TASK TO CARRY OUT
Please copy, exactly as they appear below, the lines from the one containing "Target: tree trunk" through the one containing "Target: pergola beam".

Items from a dataset:
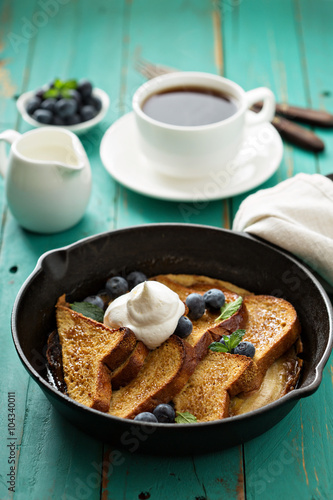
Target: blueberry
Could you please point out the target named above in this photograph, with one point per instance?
(116, 286)
(95, 300)
(40, 93)
(164, 413)
(184, 327)
(88, 113)
(49, 104)
(135, 278)
(65, 107)
(73, 119)
(43, 116)
(58, 121)
(222, 342)
(95, 102)
(74, 94)
(214, 299)
(145, 416)
(245, 349)
(196, 305)
(85, 88)
(33, 104)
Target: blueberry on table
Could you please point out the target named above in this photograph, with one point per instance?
(95, 300)
(164, 413)
(43, 116)
(49, 104)
(135, 278)
(33, 104)
(184, 327)
(85, 88)
(196, 305)
(65, 107)
(214, 298)
(116, 286)
(145, 416)
(88, 113)
(245, 348)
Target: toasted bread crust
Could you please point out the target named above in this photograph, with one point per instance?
(131, 366)
(272, 326)
(216, 378)
(205, 330)
(164, 373)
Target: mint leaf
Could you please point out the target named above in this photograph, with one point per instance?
(185, 418)
(229, 309)
(231, 341)
(51, 93)
(235, 338)
(89, 310)
(218, 347)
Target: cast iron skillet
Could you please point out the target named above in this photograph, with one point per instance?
(82, 269)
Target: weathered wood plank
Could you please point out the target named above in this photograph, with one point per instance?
(56, 460)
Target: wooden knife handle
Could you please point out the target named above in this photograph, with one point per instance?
(297, 135)
(305, 115)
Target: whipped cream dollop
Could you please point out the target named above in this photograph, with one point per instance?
(151, 310)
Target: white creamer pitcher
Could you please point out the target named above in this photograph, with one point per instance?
(48, 178)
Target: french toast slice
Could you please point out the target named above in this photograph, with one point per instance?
(217, 377)
(164, 373)
(129, 369)
(205, 329)
(272, 326)
(90, 351)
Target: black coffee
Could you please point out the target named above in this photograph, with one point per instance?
(189, 106)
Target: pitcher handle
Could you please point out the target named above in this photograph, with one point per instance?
(8, 136)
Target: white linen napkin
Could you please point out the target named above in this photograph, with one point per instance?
(296, 215)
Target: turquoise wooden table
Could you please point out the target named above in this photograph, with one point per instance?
(284, 45)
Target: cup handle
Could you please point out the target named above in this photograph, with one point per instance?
(267, 112)
(8, 136)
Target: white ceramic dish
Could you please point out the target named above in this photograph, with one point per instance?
(258, 158)
(80, 128)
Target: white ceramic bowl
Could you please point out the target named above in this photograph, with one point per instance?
(79, 128)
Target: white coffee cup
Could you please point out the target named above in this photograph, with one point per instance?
(193, 151)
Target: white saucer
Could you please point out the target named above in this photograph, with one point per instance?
(259, 157)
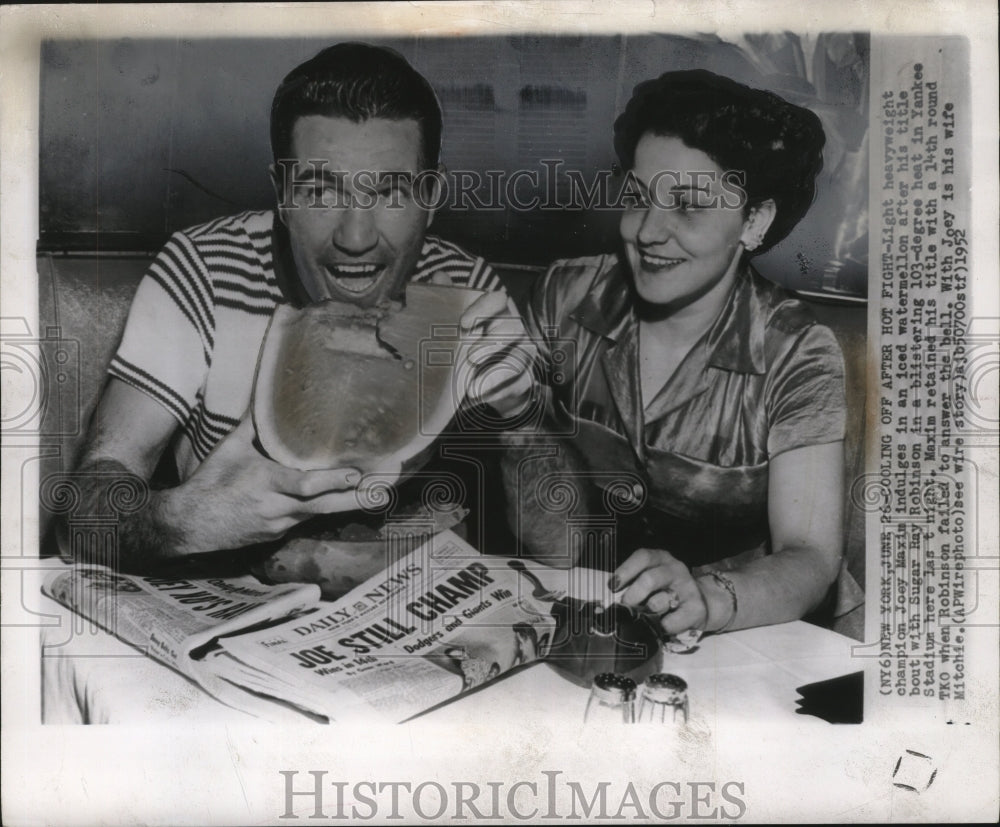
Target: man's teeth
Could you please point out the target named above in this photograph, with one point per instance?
(355, 278)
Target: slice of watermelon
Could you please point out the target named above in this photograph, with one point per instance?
(339, 386)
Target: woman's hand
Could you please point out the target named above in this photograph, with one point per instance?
(657, 583)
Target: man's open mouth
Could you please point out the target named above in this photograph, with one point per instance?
(355, 278)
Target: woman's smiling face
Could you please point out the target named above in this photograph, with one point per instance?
(685, 241)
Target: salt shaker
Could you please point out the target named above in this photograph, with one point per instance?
(663, 697)
(612, 698)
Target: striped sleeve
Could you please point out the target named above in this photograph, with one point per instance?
(166, 348)
(440, 257)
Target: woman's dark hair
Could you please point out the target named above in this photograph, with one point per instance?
(357, 81)
(776, 144)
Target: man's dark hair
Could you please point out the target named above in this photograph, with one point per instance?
(356, 81)
(778, 145)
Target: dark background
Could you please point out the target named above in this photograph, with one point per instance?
(139, 138)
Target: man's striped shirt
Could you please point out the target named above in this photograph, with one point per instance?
(200, 314)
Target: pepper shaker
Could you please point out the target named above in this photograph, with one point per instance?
(664, 695)
(612, 698)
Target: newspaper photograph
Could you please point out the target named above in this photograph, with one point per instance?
(515, 411)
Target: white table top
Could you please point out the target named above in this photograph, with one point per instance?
(89, 676)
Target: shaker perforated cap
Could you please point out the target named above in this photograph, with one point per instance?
(612, 687)
(666, 689)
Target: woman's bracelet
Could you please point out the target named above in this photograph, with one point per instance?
(727, 584)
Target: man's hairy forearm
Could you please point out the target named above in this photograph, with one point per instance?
(144, 539)
(536, 477)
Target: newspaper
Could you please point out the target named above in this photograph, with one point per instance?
(175, 620)
(441, 621)
(926, 750)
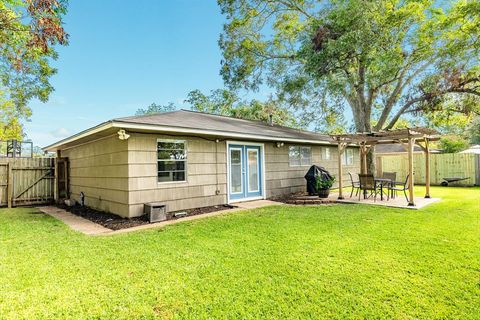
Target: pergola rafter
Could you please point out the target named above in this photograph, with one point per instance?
(407, 137)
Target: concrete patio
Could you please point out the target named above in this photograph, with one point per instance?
(397, 202)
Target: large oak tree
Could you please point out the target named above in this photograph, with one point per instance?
(384, 60)
(29, 30)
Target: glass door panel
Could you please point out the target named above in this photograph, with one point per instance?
(236, 164)
(253, 168)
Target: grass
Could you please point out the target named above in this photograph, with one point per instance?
(339, 261)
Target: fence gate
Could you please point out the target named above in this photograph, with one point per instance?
(27, 181)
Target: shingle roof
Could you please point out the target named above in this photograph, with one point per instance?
(195, 123)
(222, 124)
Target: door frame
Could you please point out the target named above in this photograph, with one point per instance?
(262, 180)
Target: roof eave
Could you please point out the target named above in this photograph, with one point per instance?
(160, 128)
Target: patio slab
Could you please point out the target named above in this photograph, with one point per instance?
(398, 202)
(75, 222)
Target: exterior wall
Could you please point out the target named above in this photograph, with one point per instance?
(120, 176)
(99, 169)
(206, 173)
(282, 179)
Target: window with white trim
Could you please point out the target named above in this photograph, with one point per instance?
(326, 153)
(171, 161)
(347, 159)
(299, 156)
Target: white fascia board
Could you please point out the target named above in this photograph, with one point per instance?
(160, 128)
(190, 131)
(80, 135)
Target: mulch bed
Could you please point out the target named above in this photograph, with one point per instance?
(303, 199)
(114, 222)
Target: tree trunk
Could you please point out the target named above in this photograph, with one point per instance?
(363, 124)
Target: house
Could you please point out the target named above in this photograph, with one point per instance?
(189, 159)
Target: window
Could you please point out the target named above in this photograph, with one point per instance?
(347, 159)
(299, 156)
(326, 154)
(171, 160)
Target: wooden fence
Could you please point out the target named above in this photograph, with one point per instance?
(27, 181)
(441, 166)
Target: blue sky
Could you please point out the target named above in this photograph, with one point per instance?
(122, 58)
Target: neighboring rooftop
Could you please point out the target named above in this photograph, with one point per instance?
(185, 122)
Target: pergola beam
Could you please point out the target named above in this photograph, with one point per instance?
(406, 137)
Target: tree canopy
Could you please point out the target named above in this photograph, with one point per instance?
(156, 108)
(29, 30)
(385, 60)
(228, 103)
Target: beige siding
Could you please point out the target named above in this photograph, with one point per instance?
(99, 169)
(206, 173)
(281, 178)
(120, 176)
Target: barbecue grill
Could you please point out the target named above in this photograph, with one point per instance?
(311, 177)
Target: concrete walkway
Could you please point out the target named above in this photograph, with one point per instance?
(90, 228)
(75, 222)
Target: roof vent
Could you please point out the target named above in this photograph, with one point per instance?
(270, 119)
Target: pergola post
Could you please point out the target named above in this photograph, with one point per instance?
(427, 169)
(363, 154)
(411, 144)
(341, 149)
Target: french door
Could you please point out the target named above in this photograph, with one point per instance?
(245, 171)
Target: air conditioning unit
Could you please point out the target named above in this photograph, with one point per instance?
(155, 211)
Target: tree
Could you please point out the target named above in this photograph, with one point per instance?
(29, 30)
(228, 103)
(383, 59)
(453, 144)
(156, 108)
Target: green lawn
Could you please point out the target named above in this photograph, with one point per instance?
(339, 261)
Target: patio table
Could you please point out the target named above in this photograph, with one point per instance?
(382, 182)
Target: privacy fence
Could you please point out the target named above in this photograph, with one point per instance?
(27, 181)
(442, 166)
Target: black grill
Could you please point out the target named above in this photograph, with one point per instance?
(311, 177)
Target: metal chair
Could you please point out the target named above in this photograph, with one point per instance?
(355, 183)
(403, 187)
(393, 177)
(367, 183)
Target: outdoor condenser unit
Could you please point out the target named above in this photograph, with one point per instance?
(155, 211)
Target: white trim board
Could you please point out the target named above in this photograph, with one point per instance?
(180, 130)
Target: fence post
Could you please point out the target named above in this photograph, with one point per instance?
(9, 185)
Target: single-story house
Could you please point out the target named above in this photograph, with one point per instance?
(188, 159)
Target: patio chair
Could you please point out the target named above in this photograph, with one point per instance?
(392, 176)
(367, 183)
(355, 183)
(403, 187)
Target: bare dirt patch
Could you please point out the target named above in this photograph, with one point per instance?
(114, 222)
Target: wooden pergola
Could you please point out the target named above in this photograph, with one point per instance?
(408, 138)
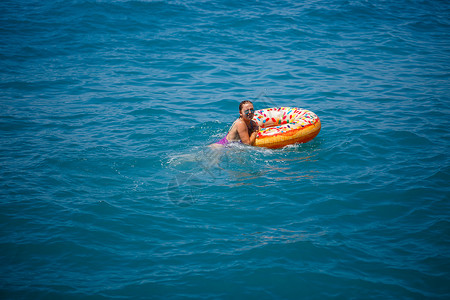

OUTPUT BELOW
Target: tree trunk
Could you please point out the target named above in this photograph, with one point per instance?
(363, 124)
Target: house
Could you please point out the target named above in this photograph, with one point per instance?
(189, 159)
Target: window
Could you please point out the target named above in this photograph, with one point per instance?
(347, 159)
(299, 156)
(326, 154)
(171, 160)
Target: wooden fence
Could you please point out the target named above in this photograph, with one point per instance?
(27, 181)
(441, 166)
Target: blue sky
Could you please point out the target named above in this photograph, with one point per instance?
(122, 58)
Target: neighboring rooftop
Could you please point out the target named above in this photograph, with one point per instance?
(185, 122)
Target: pergola beam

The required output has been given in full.